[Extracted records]

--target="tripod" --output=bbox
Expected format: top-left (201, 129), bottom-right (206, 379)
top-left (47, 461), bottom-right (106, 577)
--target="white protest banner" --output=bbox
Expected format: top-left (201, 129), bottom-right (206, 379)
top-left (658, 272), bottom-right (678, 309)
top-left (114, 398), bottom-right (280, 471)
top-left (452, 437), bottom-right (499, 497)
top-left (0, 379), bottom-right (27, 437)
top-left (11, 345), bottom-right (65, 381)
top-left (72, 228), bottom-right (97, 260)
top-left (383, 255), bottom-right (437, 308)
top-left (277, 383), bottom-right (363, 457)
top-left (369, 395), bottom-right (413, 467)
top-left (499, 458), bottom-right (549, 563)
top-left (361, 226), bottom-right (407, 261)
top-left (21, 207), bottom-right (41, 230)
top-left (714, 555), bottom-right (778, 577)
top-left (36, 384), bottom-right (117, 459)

* * *

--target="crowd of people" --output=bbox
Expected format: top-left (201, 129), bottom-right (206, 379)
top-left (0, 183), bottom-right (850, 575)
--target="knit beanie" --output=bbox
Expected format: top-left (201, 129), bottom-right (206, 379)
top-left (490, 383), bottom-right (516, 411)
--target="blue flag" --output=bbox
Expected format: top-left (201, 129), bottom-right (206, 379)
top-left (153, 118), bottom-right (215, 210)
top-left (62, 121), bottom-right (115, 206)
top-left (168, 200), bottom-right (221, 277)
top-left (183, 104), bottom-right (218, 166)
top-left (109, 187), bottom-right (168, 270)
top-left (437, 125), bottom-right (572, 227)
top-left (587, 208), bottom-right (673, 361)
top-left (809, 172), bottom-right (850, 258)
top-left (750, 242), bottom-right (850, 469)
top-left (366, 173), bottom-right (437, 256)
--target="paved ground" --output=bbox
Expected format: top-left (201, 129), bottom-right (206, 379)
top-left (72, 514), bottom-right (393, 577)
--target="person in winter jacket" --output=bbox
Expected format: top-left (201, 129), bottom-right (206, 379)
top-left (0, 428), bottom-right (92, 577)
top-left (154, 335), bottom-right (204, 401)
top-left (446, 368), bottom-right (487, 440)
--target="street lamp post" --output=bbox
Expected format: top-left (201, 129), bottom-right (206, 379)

* [Aim]:
Show each line of the material above that contains the string "target", reproducing every such line in full and unaltered.

* [The output]:
--target="tripod" --output=bbox
--target="white protest banner" --output=bbox
--target="crowd of people" --output=bbox
--target="knit beanie" --output=bbox
--target="blue flag" --output=bbox
--target="paved ground" --output=bbox
--target="person in winter jacket" --output=bbox
--target="street lamp post" --output=bbox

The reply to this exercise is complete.